## TASK PROMPT
Every record below needs to be set down exactly. Pictures do not belong in the copy.

══════════════════════════════

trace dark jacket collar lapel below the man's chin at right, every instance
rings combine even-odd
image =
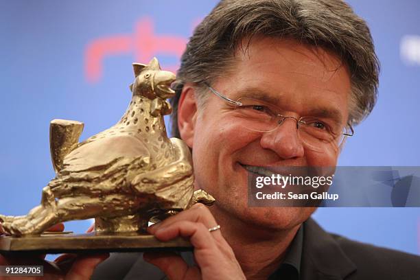
[[[304,223],[301,279],[345,279],[356,270],[334,238],[312,218]]]

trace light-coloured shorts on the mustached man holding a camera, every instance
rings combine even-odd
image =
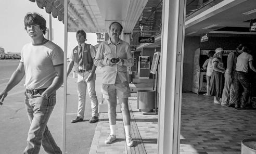
[[[131,96],[131,90],[129,87],[129,82],[125,81],[122,83],[116,84],[102,84],[101,92],[103,94],[103,98],[128,98]]]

══════════════════════════════

## ANSWER TO THIS PROBLEM
trace dark jacket collar lapel below the man's chin at right, every instance
rings combine even-odd
image =
[[[304,223],[301,279],[345,279],[356,270],[334,238],[312,218]]]

trace light-coloured shorts on the mustached man holding a camera, every instance
rings combine even-odd
image =
[[[131,96],[131,90],[129,87],[129,82],[125,81],[122,83],[116,84],[102,84],[101,92],[103,94],[103,98],[128,98]]]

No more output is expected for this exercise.